▶ Exercise task a
In the entries, give the lines between the one containing "skirt in the given photograph." and the one containing "0;771;239;927", inclusive, again with each "white" swapped for "ivory" and everything else left unchanged.

▶ Given text
-- START --

Paper ID: 2308.00583

Semisupervised Anomaly Detection using Support Vector Regression with Quantum Kernel

Kilian Tscharke, Sebastian Issel, Pascal Debus

Anomaly detection (AD) involves identifying observations or events that deviate in some way from the rest of the data. Machine learning techniques have shown success in automating this process by detecting hidden patterns and deviations in large-scale data. The potential of quantum computing for machine learning has been widely recognized, leading to extensive research efforts to develop suitable quantum machine learning (QML) algorithms. In particular, the search for QML algorithms for near-term NISQ devices is in full swing. However, NISQ devices pose additional challenges due to their limited qubit coherence times, low number of qubits, and high error rates. Kernel methods based on quantum kernel estimation have emerged as a promising approach to QML on NISQ devices, offering theoretical guarantees, versatility, and compatibility with NISQ constraints. Especially support vector machines (SVM) utilizing quantum kernel estimation have shown success in various supervised learning tasks. However, in the context of AD, semisupervised learning is of great relevance, and yet there is limited research published in this area. This paper introduces an approach to semisupervised AD based on the reconstruction loss of a support vector regression (SVR) with quantum kernel. This novel model is an alternative to the variational quantum and quantum kernel one-class classifiers, and is compared to a quantum autoencoder as quantum baseline and a SVR with radial-basis-function (RBF) kernel as well as a classical autoencoder as classical baselines. The models are benchmarked extensively on 10 real-world AD data sets and one toy data set, and it is shown that our SVR model with quantum kernel performs better than the SVR with RBF kernel as well as all other models, achieving highest mean AUC over all data sets. In addition, our QSVR outperforms the quantum autoencoder on 9 out of 11 data sets.

-- END --

▶ Exercise task b
Translate this sentence from the abstract on quantum anomaly detection into Spanish: "Anomaly detection (AD) involves identifying observations or events that deviate in some way from the rest of the data."

▶ Source material

-- START --

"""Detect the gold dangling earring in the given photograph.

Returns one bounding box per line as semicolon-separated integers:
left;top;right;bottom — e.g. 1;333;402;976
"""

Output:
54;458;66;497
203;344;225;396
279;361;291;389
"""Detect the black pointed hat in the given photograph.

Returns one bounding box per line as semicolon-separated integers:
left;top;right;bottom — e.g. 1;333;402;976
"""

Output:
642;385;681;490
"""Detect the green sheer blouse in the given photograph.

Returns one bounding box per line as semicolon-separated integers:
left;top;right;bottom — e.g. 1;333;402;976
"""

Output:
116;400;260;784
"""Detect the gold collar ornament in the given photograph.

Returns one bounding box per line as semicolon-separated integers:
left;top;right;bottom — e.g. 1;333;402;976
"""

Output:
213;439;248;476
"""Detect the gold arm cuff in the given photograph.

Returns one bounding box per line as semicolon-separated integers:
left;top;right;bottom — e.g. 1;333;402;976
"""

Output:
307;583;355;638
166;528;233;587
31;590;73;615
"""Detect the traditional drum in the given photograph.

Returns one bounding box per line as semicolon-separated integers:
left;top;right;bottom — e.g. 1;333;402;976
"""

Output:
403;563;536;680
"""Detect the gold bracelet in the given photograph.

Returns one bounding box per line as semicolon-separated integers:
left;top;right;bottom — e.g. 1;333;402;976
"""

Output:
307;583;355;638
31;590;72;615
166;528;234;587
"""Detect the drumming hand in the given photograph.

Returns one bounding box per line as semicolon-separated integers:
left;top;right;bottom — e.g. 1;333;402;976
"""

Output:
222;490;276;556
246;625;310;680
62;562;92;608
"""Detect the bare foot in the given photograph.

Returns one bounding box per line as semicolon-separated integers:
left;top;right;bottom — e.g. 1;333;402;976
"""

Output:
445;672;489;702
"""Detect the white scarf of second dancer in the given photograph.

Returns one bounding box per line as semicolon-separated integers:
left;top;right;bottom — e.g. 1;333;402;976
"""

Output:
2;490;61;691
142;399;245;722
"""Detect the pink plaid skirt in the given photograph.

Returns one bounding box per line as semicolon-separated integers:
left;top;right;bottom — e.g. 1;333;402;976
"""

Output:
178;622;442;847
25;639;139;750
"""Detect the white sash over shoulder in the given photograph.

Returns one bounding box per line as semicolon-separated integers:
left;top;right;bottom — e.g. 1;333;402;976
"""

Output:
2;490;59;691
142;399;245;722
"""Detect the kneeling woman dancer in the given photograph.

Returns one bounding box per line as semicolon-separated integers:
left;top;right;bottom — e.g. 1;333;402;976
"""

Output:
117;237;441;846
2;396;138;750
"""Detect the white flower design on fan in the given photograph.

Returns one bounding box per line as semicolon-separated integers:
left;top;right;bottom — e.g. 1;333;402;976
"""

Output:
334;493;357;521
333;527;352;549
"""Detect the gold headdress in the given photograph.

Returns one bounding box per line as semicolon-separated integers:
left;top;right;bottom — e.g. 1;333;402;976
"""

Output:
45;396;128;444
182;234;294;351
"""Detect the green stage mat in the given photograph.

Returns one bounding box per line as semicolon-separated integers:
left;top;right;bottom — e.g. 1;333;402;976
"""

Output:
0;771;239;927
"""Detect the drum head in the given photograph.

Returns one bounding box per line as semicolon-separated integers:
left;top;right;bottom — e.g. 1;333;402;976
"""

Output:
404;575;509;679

-- END --

▶ Expected output a
"""Detect the pink plaid skirt in the given photograph.

Returns one bounding box per line as semicolon-separated integers:
left;top;right;bottom — e.g. 1;333;402;976
"""

Output:
178;622;442;847
25;639;139;750
"""Detect the ivory sash over shoulder in the given photograph.

Returns one bounding box per line as semicolon-separated integers:
left;top;right;bottom — e.g. 1;333;402;976
"""

Output:
2;490;59;691
142;399;245;722
"""Detect the kneeling woman dancer in the given photograph.

Returns one bounding box per line as semicolon-separated integers:
left;top;right;bottom — e.g. 1;333;402;976
"""

Output:
117;237;441;846
2;396;138;750
"""Detect the ivory flower design on fan in the given photograph.

Returns one bounding box per line as semicolon-separated integers:
left;top;right;bottom — e.g. 1;333;402;976
"""

Output:
334;493;357;521
333;527;352;549
"""Detect the gold headdress in the given photograph.

Returns one bounding box per line as semicolon-separated integers:
left;top;right;bottom — e.g. 1;333;402;976
"""

Output:
45;396;128;444
182;234;294;351
"""Detect the green stage mat in the given photograph.

Returns one bounding box per line as semicolon-separated integers:
left;top;right;bottom — e.g. 1;333;402;976
"""

Output:
0;771;239;927

▶ Expected output b
La detección de anomalías (AD) consiste en identificar observaciones o eventos que se desvían de alguna manera del resto de los datos.